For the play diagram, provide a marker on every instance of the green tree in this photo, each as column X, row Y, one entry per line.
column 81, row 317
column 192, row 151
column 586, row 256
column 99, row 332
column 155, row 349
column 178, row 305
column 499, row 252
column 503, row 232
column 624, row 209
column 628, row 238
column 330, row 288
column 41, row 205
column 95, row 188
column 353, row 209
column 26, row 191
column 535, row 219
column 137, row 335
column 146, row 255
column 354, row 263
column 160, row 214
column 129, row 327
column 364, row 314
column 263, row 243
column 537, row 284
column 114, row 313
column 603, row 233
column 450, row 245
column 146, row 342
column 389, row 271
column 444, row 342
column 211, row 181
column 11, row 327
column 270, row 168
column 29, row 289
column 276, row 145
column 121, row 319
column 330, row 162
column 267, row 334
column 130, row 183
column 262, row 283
====
Copy the lines above word for word, keeping each one in its original order and on its own line.

For the play diagram, provide a marker on every instance of the green tree in this photo, each as column X, row Y, one entry per line.
column 81, row 317
column 192, row 151
column 586, row 256
column 99, row 332
column 155, row 349
column 178, row 305
column 499, row 252
column 503, row 232
column 624, row 209
column 628, row 238
column 330, row 288
column 41, row 205
column 95, row 188
column 353, row 209
column 26, row 191
column 535, row 219
column 137, row 335
column 146, row 255
column 354, row 263
column 160, row 214
column 129, row 327
column 364, row 314
column 263, row 243
column 537, row 284
column 114, row 313
column 603, row 233
column 450, row 245
column 146, row 342
column 389, row 271
column 444, row 342
column 211, row 181
column 11, row 327
column 270, row 168
column 29, row 289
column 276, row 145
column 121, row 319
column 330, row 162
column 267, row 334
column 130, row 183
column 262, row 283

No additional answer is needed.